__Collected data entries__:
********************

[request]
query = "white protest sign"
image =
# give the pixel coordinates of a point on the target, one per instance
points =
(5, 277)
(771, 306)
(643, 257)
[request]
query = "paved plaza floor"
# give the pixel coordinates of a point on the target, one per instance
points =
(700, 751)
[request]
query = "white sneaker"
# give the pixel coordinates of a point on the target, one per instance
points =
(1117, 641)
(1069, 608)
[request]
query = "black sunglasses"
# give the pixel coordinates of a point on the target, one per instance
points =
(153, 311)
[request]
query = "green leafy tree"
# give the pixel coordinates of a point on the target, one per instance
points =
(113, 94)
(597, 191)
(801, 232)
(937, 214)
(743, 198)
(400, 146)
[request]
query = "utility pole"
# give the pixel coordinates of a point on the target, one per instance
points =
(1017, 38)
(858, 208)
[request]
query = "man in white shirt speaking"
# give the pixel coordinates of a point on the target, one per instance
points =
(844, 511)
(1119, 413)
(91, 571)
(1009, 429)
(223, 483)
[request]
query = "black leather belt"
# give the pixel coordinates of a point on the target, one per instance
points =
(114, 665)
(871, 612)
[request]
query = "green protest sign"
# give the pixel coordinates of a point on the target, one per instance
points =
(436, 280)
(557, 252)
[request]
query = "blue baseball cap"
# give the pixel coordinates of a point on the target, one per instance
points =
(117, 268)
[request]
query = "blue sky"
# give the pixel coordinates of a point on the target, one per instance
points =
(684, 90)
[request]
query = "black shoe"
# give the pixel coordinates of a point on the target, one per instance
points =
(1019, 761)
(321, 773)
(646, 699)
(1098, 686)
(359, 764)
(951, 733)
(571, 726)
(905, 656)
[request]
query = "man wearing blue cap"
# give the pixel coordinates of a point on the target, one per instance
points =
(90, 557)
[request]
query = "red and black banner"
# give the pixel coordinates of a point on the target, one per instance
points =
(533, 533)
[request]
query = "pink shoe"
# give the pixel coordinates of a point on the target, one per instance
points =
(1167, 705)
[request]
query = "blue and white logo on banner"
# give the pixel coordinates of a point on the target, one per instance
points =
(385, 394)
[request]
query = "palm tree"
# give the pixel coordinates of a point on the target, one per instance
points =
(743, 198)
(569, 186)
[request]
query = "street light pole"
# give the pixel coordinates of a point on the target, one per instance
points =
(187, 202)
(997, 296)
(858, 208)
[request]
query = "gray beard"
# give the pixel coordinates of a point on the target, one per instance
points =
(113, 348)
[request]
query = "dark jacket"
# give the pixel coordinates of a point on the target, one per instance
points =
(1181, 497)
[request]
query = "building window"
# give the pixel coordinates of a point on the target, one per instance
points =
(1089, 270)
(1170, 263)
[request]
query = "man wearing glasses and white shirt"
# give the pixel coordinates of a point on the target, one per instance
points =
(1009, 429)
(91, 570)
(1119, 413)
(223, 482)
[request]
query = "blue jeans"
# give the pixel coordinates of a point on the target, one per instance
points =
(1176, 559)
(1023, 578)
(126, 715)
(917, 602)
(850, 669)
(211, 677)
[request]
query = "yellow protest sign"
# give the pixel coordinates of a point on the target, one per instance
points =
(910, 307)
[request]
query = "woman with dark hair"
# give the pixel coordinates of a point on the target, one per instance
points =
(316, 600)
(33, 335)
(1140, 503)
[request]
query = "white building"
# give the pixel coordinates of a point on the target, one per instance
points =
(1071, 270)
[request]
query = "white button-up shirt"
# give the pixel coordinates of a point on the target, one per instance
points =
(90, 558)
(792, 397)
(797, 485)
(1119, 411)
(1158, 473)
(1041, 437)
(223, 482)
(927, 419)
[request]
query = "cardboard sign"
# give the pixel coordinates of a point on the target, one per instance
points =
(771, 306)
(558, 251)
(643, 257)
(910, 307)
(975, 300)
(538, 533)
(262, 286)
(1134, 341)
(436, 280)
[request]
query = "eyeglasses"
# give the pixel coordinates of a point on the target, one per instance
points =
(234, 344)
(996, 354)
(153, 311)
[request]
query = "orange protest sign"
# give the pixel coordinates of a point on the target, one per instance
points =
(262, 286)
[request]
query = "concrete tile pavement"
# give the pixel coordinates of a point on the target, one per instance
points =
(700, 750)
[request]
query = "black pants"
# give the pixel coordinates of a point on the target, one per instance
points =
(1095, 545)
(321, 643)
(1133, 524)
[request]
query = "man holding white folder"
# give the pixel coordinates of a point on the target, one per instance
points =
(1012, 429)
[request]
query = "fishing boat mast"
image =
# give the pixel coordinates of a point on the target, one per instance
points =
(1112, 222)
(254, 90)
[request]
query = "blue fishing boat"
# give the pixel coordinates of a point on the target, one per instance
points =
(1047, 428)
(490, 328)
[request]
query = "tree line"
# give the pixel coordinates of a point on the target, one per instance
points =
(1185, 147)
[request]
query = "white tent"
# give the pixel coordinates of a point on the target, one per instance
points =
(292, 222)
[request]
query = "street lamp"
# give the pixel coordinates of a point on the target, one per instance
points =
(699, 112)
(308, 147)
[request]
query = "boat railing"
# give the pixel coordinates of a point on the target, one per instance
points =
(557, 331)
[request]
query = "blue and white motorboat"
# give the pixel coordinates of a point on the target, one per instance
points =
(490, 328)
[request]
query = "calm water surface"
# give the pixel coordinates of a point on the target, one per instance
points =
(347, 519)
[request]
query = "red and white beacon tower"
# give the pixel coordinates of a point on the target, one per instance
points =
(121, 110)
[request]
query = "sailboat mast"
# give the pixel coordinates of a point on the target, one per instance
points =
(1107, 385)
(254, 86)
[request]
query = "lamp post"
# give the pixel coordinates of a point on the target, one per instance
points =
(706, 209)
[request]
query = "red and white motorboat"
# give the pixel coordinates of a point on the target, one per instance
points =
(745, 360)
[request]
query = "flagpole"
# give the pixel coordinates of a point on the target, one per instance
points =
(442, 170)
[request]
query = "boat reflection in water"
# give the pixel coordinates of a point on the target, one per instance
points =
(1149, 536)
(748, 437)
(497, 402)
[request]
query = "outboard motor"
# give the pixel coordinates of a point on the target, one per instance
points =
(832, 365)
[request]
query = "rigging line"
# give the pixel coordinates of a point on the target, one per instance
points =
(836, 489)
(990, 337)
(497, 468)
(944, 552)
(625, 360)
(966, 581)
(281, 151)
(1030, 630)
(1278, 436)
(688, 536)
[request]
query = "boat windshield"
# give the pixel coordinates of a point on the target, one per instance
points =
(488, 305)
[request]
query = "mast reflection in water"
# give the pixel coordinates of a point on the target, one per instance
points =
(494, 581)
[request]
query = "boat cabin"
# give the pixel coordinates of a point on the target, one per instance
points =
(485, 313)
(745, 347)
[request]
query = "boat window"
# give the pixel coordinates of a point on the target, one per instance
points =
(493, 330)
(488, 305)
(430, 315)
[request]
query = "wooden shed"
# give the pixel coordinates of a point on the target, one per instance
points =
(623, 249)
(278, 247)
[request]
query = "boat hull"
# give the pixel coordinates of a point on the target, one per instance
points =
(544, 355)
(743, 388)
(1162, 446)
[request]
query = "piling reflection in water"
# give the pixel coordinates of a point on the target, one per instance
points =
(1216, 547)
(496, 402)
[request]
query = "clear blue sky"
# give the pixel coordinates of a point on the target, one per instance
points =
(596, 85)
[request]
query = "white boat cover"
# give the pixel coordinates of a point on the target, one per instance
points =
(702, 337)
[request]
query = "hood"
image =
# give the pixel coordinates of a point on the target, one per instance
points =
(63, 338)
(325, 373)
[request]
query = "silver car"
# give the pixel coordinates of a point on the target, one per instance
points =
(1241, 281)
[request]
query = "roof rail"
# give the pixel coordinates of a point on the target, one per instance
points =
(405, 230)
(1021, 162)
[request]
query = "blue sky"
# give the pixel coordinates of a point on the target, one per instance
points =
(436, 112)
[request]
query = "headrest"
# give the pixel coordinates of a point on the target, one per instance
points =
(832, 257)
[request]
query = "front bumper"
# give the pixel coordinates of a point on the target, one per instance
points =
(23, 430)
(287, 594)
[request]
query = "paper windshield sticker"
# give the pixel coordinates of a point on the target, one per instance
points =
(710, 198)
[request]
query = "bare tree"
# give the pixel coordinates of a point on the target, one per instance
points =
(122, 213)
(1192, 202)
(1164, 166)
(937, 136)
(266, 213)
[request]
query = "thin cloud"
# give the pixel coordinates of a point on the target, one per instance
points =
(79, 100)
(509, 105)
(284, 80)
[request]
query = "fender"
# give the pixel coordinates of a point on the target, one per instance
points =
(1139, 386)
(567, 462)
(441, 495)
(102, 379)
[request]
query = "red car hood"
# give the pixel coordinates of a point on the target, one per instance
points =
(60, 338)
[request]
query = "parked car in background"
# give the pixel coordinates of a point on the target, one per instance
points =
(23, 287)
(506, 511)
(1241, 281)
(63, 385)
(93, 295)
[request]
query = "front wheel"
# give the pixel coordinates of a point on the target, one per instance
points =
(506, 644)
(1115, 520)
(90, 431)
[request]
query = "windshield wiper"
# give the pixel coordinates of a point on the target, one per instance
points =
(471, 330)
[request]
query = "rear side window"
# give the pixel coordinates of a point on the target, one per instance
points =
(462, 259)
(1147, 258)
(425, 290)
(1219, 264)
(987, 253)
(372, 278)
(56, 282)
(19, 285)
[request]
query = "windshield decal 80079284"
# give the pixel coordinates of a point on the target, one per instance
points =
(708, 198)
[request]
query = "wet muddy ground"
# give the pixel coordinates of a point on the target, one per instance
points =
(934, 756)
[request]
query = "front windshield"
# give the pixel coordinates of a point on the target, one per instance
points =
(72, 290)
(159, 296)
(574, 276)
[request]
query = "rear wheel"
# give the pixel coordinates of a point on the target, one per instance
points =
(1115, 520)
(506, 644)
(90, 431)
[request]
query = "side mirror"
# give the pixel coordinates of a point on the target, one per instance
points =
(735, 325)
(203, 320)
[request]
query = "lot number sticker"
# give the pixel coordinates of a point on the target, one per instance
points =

********************

Select every line of the records above that contains the string "water". Case counts.

query = "calm water surface"
query = "boat reflection in water"
query = "mast reflection in water"
query = "piling reflection in water"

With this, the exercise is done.